* START Given records *

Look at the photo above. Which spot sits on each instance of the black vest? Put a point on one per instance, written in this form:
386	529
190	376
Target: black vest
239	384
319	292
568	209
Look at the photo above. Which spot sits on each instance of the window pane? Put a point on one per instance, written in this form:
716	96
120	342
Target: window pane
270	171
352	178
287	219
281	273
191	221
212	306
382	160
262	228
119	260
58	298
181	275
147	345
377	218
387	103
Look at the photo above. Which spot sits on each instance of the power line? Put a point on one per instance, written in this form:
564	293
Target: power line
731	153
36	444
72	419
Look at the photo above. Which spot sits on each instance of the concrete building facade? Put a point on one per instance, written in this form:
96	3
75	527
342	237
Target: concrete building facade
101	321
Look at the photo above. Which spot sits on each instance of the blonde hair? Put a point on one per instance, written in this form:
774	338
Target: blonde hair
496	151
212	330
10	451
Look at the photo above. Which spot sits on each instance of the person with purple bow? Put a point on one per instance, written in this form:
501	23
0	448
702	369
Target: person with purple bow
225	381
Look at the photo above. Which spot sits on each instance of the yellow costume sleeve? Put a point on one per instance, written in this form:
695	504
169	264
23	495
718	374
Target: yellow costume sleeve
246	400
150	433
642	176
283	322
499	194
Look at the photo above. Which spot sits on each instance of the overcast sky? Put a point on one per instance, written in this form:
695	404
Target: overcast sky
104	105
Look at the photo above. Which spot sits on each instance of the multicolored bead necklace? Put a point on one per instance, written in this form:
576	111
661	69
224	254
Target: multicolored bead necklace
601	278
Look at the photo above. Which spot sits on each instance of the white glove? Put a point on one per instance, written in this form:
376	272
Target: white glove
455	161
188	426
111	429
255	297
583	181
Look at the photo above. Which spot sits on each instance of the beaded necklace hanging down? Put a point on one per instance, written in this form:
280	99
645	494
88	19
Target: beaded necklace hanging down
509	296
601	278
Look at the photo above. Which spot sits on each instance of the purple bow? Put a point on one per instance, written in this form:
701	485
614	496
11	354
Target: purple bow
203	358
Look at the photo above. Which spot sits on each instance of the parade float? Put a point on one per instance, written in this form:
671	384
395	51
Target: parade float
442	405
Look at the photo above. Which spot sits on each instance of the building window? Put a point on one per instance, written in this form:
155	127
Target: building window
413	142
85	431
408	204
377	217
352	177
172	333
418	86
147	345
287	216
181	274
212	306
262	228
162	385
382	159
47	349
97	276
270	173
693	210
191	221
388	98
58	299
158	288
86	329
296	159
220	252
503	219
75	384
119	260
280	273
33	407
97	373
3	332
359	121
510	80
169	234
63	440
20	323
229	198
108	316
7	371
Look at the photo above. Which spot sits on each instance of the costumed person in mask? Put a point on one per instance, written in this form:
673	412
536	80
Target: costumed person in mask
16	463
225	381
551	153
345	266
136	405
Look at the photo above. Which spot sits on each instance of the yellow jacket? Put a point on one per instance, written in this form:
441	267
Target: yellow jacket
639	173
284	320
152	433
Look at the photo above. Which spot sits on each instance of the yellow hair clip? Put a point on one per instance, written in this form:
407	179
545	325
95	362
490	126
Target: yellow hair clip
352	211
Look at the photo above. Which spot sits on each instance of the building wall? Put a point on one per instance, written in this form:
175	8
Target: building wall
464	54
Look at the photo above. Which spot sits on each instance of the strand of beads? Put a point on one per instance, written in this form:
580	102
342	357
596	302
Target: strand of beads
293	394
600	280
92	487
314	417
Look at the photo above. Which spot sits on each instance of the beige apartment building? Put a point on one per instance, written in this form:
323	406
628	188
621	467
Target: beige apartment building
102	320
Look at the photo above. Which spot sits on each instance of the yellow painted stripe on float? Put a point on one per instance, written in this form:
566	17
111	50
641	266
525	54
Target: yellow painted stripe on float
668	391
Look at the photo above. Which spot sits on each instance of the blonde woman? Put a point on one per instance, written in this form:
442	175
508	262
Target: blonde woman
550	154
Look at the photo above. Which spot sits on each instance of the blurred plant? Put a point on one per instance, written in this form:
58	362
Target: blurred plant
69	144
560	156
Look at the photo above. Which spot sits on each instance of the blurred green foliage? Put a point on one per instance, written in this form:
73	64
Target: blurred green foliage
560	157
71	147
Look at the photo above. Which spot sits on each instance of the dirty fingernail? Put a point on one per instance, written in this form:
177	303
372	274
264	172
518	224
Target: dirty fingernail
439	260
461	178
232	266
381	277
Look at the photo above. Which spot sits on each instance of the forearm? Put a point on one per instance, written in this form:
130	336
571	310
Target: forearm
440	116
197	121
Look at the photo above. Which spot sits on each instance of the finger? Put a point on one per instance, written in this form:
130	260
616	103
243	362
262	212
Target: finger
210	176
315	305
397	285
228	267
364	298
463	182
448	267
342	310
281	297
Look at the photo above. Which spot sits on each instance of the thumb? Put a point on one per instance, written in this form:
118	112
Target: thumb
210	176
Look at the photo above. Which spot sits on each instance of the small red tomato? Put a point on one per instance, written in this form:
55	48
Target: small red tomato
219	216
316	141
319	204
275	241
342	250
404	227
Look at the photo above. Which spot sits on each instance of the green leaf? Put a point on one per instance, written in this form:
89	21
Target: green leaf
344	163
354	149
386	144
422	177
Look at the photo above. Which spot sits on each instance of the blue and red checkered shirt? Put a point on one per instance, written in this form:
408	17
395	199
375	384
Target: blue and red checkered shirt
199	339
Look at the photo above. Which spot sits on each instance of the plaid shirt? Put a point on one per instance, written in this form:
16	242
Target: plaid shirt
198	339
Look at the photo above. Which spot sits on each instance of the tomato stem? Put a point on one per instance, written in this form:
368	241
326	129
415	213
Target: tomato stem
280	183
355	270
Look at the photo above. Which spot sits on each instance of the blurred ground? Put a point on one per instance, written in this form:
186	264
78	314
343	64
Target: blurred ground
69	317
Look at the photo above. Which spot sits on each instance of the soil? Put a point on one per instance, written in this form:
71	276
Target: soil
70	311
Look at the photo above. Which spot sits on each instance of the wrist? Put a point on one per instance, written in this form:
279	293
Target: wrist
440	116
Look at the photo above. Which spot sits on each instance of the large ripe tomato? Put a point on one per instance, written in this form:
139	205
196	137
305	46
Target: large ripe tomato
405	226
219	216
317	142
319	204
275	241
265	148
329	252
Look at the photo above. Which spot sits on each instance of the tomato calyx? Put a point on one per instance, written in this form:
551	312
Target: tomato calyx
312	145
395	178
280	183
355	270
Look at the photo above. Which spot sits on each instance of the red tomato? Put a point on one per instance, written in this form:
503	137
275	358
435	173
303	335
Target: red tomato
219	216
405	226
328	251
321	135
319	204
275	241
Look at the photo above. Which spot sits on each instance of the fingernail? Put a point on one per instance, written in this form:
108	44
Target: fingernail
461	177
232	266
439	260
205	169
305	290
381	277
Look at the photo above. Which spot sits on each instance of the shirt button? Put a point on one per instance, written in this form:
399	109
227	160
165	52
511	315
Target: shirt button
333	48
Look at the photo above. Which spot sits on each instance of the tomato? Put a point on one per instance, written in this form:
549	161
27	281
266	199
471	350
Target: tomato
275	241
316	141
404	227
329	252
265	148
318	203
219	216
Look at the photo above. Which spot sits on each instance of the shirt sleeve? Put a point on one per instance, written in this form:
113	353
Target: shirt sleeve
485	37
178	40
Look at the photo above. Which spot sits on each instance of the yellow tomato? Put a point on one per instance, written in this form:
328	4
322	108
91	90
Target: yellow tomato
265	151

* END Given records *

### [Task to carry out]
Copy down the whole of the data above, matching it exactly.

### [Final answer]
Look at the photo above. Which spot sits on each instance of the black vest? Put a point on one per instance, written in this form:
386	529
190	376
Target: black vest
239	384
319	292
568	209
Look at the photo above. Which spot sits on each instance of the window pane? Put a point on one per instance, written in this form:
716	96
120	342
Target: window pane
270	171
352	178
287	219
281	273
191	221
212	306
382	160
262	228
119	260
58	298
181	275
147	345
377	218
387	103
Look at the photo above. Which spot sits on each instance of the power line? Put a point on one per instance, written in this form:
564	293
Target: power line
731	153
36	444
72	419
Look at the photo above. Which spot sits on each instance of the concrete building facade? Put a point on one per instance, written in this form:
96	3
75	527
342	237
Target: concrete building facade
101	321
Look at the photo above. Which spot sits on each instance of the blonde hair? Put a point on one per instance, written in this form:
774	338
Target: blonde hair
496	151
212	330
10	451
Look at the photo above. Which spot sits on each instance of the person with purple bow? Put a point on one per instance, written in this form:
501	23
0	448
702	369
Target: person with purple bow
225	381
Look at the photo above. Which spot sits on each instance of the yellow costume sleeve? Put a point on one per instance, written in this form:
695	504
169	264
23	495
718	374
Target: yellow costume sleeve
246	400
150	433
642	176
283	322
499	194
Look at the photo above. Which spot sits on each instance of the overcast sky? Put a point on one per instance, written in this form:
695	404
Target: overcast sky
104	105
Look at the photo above. Which spot sits on each instance of the multicolored bead necklace? Put a point on one per instance, written in this form:
576	111
661	69
224	254
Target: multicolored bead necklace
601	278
Look at the photo above. Which spot sits on each instance of the white glove? Put a point on one per instance, written in this form:
376	272
Target: white glove
455	161
188	426
111	429
255	297
583	181
Look at the photo above. Which spot sits on each instance of the beaded necklace hanging down? Put a point on one per instance, written in this form:
280	99
645	494
88	19
Target: beaded necklace hanging down
509	296
601	278
Look at the photo above. Which spot sits on each instance of the purple bow? Put a point on one per instance, written in this form:
701	485
614	496
11	354
Target: purple bow
203	358
Look at the photo above. Which spot sits on each instance of the parade float? Put a point on one per instance, written in this form:
671	384
395	51
Target: parade float
442	405
Look at the photo above. Which spot sits on each instance of the building window? Put a point on one per instance, written in this form:
155	127
Target: building window
413	142
85	431
408	204
377	217
352	177
172	333
418	86
147	345
287	216
181	274
212	306
262	228
162	385
382	159
47	349
97	276
270	173
693	210
191	221
388	98
58	299
158	288
86	329
296	159
220	252
503	219
75	384
119	260
280	273
33	407
97	373
3	332
359	121
510	80
169	234
63	440
20	323
229	198
108	316
7	371
Look at the photo above. Which spot sits on each instance of the costumed person in mask? Put a point on one per instance, written in this form:
673	412
536	80
Target: costumed person in mask
16	463
225	381
551	153
345	266
136	405
Look at the photo above. Which spot sits on each instance of the yellow jacket? Put a point on one per instance, written in this form:
441	267
Target: yellow jacket
639	173
284	320
152	433
Look at the photo above. Which spot sits on each instance of the yellow hair clip? Put a point on one per instance, written in this form:
407	179
545	325
95	362
490	126
Target: yellow hair clip
352	211
Look at the photo above. Which spot sits on each instance of the building wall? Put a point on one per instance, written in this form:
175	8
Target: building wall
464	54
Look at the photo above. Which spot sits on each instance of the strand of beads? Put a point on one per instance, written in this form:
580	102
342	357
596	302
Target: strand of beads
293	394
600	280
92	487
314	417
Look at the photo above. Which spot sits on each instance of the beige apartment building? Put a point on one per instance, written in this form:
323	406
628	188
621	467
Target: beige apartment building
102	320
Look at the photo above. Which spot sits on each instance of the yellow painted stripe on float? Put a point on one per instance, written in this form:
566	17
111	50
641	266
525	54
Target: yellow painted stripe on float
668	391
Look at the photo above. Which spot sits on each instance of the blonde woman? Put a point on one per instance, written in this form:
442	175
508	262
Target: blonde woman
550	154
Look at the photo above. Which spot sits on each instance of the blurred plant? Put a point on one per instance, written in this form:
58	362
Target: blurred plant
69	144
560	156
Look at the photo above. Which spot sits on each instance of the blurred green foliage? Put a point on one per instance, written in this form:
73	64
Target: blurred green foliage
560	157
71	147
Look at the photo above. Which spot sits on each instance of the dirty fingernail? Put a point on one per instance, written in this form:
177	303
372	274
264	172
518	224
Target: dirty fingernail
439	260
461	178
232	266
381	277
Look at the photo above. Which spot sits on each instance of the forearm? Put a point on one per instance, written in this form:
130	336
571	310
Target: forearm
440	116
197	121
Look at the photo above. Which spot sits on each instance of the finger? Put a point on one per instance, written in this form:
130	260
616	103
243	362
262	212
Target: finger
210	176
315	305
397	285
228	267
364	298
463	182
448	267
342	310
281	297
Look at the photo above. Which spot sits on each instance of the thumb? Put a point on one per instance, written in this form:
118	112
Target: thumb
210	176
Look at the photo above. Which spot sits on each instance of the small red tomato? Put a point on one per instance, written in this form:
55	48
Target: small red tomato
219	216
316	141
319	204
275	241
342	250
404	227
Look at the photo above. Which spot sits on each instance of the green leaf? Put a point on one per instance, written in this form:
89	21
Target: green leaf
344	163
354	149
386	144
422	177
Look at the photo above. Which spot sits on each instance of the blue and red checkered shirt? Put a point on one per instance, written in this form:
408	17
395	199
375	384
Target: blue and red checkered shirt
199	339
Look at the photo above. Which spot sits on each instance of the plaid shirt? Put a point on one per instance, written in this form:
16	242
Target: plaid shirt
198	339
Look at the photo above. Which spot sits on each instance of the tomato stem? Put a point on one per instance, written in this form:
368	241
326	129
415	213
Target: tomato stem
280	183
355	270
Look at the photo above. Which spot sits on each instance of the blurred ground? Put a point on one per instance, written in this form:
186	264
78	314
343	64
Target: blurred ground
69	317
Look at the photo above. Which spot sits on each instance of the soil? Put a point on one per instance, written in this form:
71	276
Target: soil
70	311
Look at the photo above. Which spot sits on each instance of the wrist? Put a point on one per instance, written in this form:
279	293
Target: wrist
440	116
Look at the photo above. Which spot sits on each instance of the large ripe tomato? Put a point on one per instance, written in this form:
139	205
196	137
305	46
Target: large ripe tomato
405	226
219	216
317	142
319	204
275	241
265	148
329	252
Look at the photo above. Which spot sits on each instance of the tomato calyx? Put a point on one per instance, written in this form:
551	312
Target: tomato calyx
312	145
395	178
280	183
355	270
Look at the photo above. Which spot sits on each instance of the red tomato? Put a point on one per instance, written in this form:
503	137
275	358
435	173
303	335
Target: red tomato
219	216
405	226
328	251
321	135
319	204
275	241
Look at the photo above. Which spot sits on each instance of the fingernail? Put a point on one per instance, written in this form:
108	44
Target: fingernail
461	177
232	266
439	260
205	169
305	290
381	277
Look at the photo above. Which spot sits on each instance of the shirt button? Put a point on one per instance, written in this form:
399	109
227	160
165	52
511	315
Target: shirt button
333	48
Look at the photo above. Which spot sits on each instance of the tomato? Put a point on one per instance, written in this form:
549	161
27	281
266	199
471	350
Target: tomato
275	241
316	141
404	227
329	252
265	148
318	203
219	216
Look at the photo above. Which spot sits on each instance of the shirt sleeve? Put a point on one per instance, written in this form:
113	353
Target: shirt sleeve
485	37
178	40
Look at the photo above. Which spot sits on each instance of the yellow tomato? Put a point on one per instance, written in this form:
328	4
322	108
91	90
Target: yellow tomato
265	151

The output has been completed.